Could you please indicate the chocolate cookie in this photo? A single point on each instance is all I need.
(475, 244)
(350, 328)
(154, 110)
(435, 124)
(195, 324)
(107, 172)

## [The task]
The records above need to be retyped exactly.

## [Solution for this task]
Could you please indicate the chocolate cookie in this photo? A single point on each instance is all I need.
(475, 244)
(350, 328)
(154, 110)
(435, 124)
(195, 324)
(107, 172)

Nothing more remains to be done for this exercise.